## [Исходный текст]
ЗАМЕТКИ О ШЕСТОЙ КНИГЕ ИОСИФА БРОДСКОГО
Иосиф Бродский. Новые стансы к Августе. (Стихи к М.Б.,1962- 982). Анн Арбор, «Ардис», 1983. Напечатано в ж. "Континент", № 38, 1983.
В издательстве «Ардис» вышла новая книга стихотворений Иосифа Бродского. Как видно из подзаголовка, стихи обращены к одному адресату, заключенному в инициалы; это своего рода новоявленный стихотворный роман; а последить за сюжетными линиями, так будет дозволительно отметить, что это свободный, романтический, «новый» роман, состоящий из вставных стихотворных новелл; а проза опущена.
Вместе с поэтом русский читатель будет праздновать этот странный юбилей: 1962-1982, и будет благодарен поэту за то, что этот юбилей состоялся; внимательный читатель на родине отметит, что многие стихи попадались ему и прежде, а теперь они выстраиваются в некий новый ряд, в непривычную цепочку - по воле автора, захотевшего расположить их так, а не иначе.

## [Задания]
1. Перечислите определения, которые стоят перед словом «роман» во фразе заметок о книге Бродского, где говорится о сюжетных линиях.
2. Почему, согласно заметкам о книге Бродского, знакомые читателю стихи теперь складываются в новый ряд? Ответьте одним-тремя предложениями.
3. Напишите продолжение заметок о книге Бродского, начав сразу после последней приведённой фразы.
Список, помещённый далее, к заметкам о книге Бродского никакого отношения не имеет.

## [Материал]
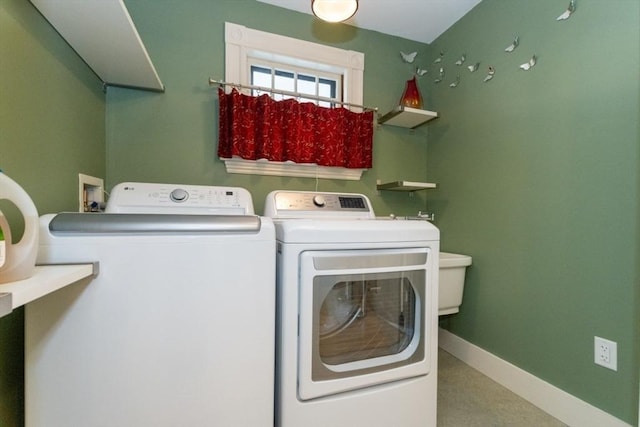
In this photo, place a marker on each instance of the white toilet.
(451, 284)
==
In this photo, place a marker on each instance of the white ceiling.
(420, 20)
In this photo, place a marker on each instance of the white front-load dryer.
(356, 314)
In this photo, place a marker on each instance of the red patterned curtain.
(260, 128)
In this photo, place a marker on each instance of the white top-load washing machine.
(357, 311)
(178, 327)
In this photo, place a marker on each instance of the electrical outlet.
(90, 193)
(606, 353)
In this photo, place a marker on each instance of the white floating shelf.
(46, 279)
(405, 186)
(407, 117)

## [Ответы к заданиям]
1. Свободный, романтический, «новый».

2. Так пожелал сам автор. Стихи выстроены в непривычную цепочку по его воле, потому что он захотел расположить их так, а не иначе.

3.
В России уже сейчас у произведений Бродского завидная судьба, и почитателям несть числа. Не знать Бродского и признаться в том, что не знаешь, - неприличие, сопоставимое разве с незнанием вех отечественной космонавтики или, на худой конец, философских романов Александра Зиновьева. Достать стихи Бродского по силам всякому, кто того захочет. Причём избалованная публика предпочитает обязательно ксерокопии, не какую-то там реликтовую машинопись - вообще индустрия ксерокопирования стала предметом гордости моего русского современника, почти уже брезгующего долбить на машинке: зачем? лучше уплатить приемлемую сумму (не намного, кстати, превосходящую здешние тарифы на оригиналы), и получишь ксерокс в переплете, просвещайся, пожалуйста. И на Арбате спокойно гуляют торговцы - предлагают ксероксы с Гумилева; ничего, дойдем и до следующего состояния, не миновать...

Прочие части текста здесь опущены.